Brano citato:
§

Si trattava di un provvedimento che avrebbe consentito un notevole risparmio per le casse dello Stato, tanto più necessario nel momento in cui ci si appresta a chiedere ai cittadini importanti sacrifici.

A favore dell'abolizione delle Province si sono pronunciati soltanto l’Italia dei Valori - che ha presentato la proposta di legge oggetto di questa votazione - e il Terzo Polo (Udc, Fli, Api, Mpa).
Hanno votato contro la proposta la Lega Nord e larga parte del Pdl.
Si sono astenuti (contribuendo così all’affossamento della proposta) il Pd e 43 deputati del Pdl.

Possiamo capire le ragioni della contrarietà di Pd, Pdl e Lega se guardiamo al numero delle Presidenze di Provincia (con relativa gestione di potere) che sono appannaggio dei maggiori partiti: su un totale di 110 Province, abbiamo 40 Presidenti del Pd, 36 del Pdl, 13 della Lega (a seguire: 5 dell’Udc, 2 Margherita e Mpa, ecc.).

Di Pietro ha gridato al “tradimento” delle promesse elettorali da parte dei maggiori partiti, che sarebbero coalizzati nel difendere i privilegi della “casta”.

A dire il vero, l’accusa di non mantenere le promesse elettorali può essere rivolta alla Lega Nord, solo con qualche forzatura.
È vero che durante la campagna elettorale del 2008 ha tenuto una posizione ambigua, lasciando intendere nelle dichiarazioni pubbliche che potesse assecondare l'idea - proclamata da Berlusconi - di abolire le Province. Ma è anche vero che di quell'idea la Lega è stata sempre fiera oppositrice. Anzi: ha presentato una proposta di legge per aumentarle!
Il motivo si capisce: essendo un partito a forte concentrazione territoriale, si batte contro gli “sprechi romani”, cioè quelli di cui non può beneficiare in maniera determinante, mentre difende con le unghie e con i denti gli spazî di potere locale, nei quali è presente o vuole entrare: enti locali, fondazioni bancarie (i cui vertici, con la recente riforma, sono nominati proprio dalle Province, ecc.). Si consideri anche che la Lega è fortissima nei piccoli centri, meno nei capoluoghi; per cui ha maggior peso politico nelle elezioni provinciali.
Questi spazî di potere vengono difesi anche quando costano ai cittadini cifre non proporzionate alla loro effettiva utilità.

L’accusa di non mantenere le promesse elettorali è forse eccessiva anche se riferita a Pdl e Pd.

Quanto al Pdl, durante la campagna per le elezioni politiche del 2008 Berlusconi si espose per l'abolizione delle Province.

§

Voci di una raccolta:
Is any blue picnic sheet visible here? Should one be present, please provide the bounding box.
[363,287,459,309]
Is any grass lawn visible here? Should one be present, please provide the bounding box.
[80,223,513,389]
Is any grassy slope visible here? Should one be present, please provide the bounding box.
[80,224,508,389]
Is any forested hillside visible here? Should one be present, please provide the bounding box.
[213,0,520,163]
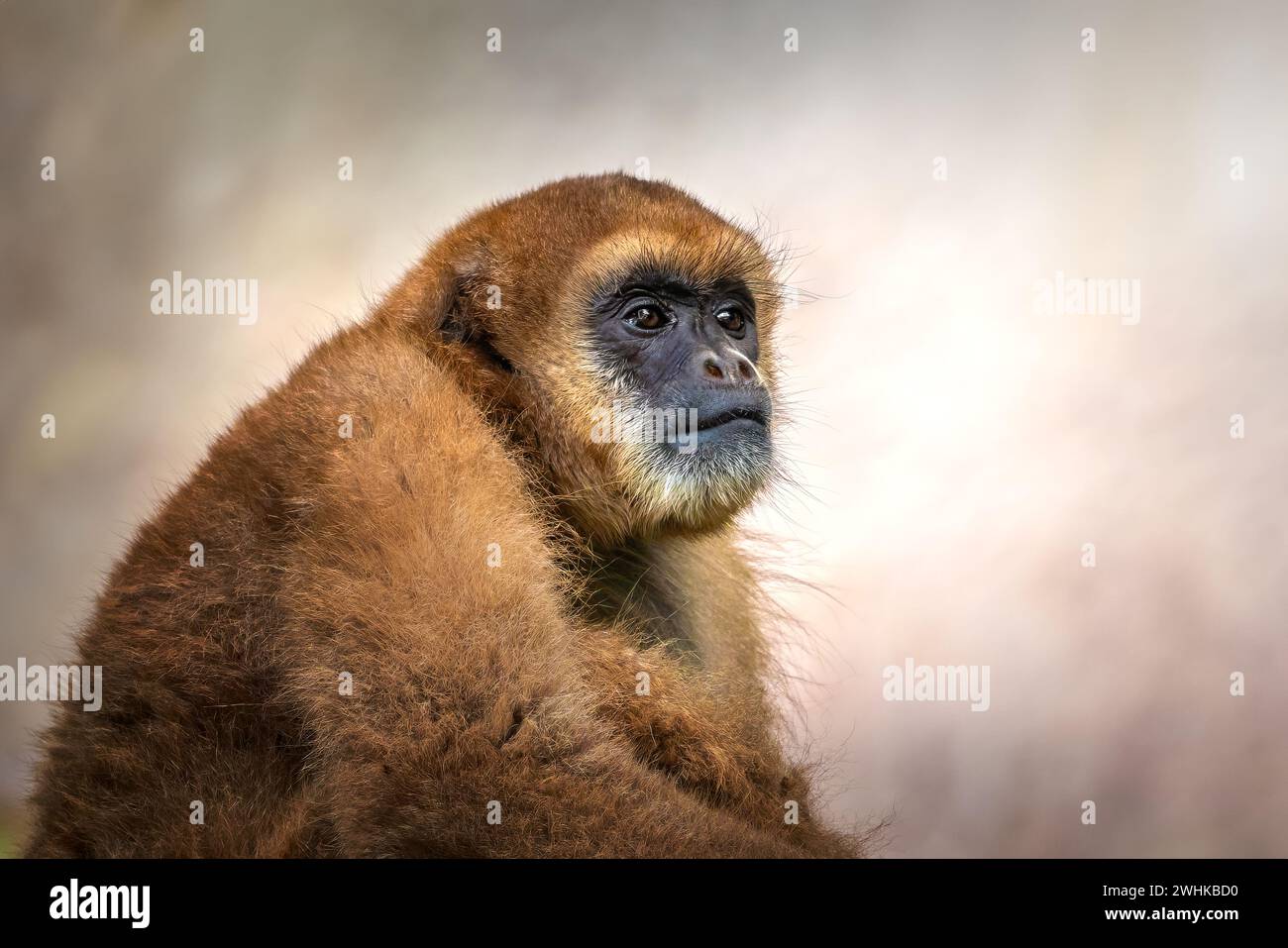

§

Compito assegnato 1: Secondo il brano citato, perché la Lega Nord si oppone all'abolizione delle Province? Rispondi in una, due o tre frasi.
Compito assegnato 2: Riscrivi il brano citato da "Si trattava di" a "parte del Pdl.", scambiando "cittadini" con "contribuenti".

Risposta completa 1: La Lega è un partito a forte concentrazione territoriale. Combatte gli "sprechi romani", di cui non può beneficiare in maniera determinante, ma difende con forza gli spazi di potere locale in cui è presente o vuole entrare, come enti locali e fondazioni bancarie i cui vertici sono nominati dalle Province. Inoltre è fortissima nei piccoli centri e meno nei capoluoghi, quindi ha maggior peso politico nelle elezioni provinciali.

Risposta completa 2:
Si trattava di un provvedimento che avrebbe consentito un notevole risparmio per le casse dello Stato, tanto più necessario nel momento in cui ci si appresta a chiedere ai contribuenti importanti sacrifici.

A favore dell'abolizione delle Province si sono pronunciati soltanto l’Italia dei Valori - che ha presentato la proposta di legge oggetto di questa votazione - e il Terzo Polo (Udc, Fli, Api, Mpa).
Hanno votato contro la proposta la Lega Nord e larga parte del Pdl.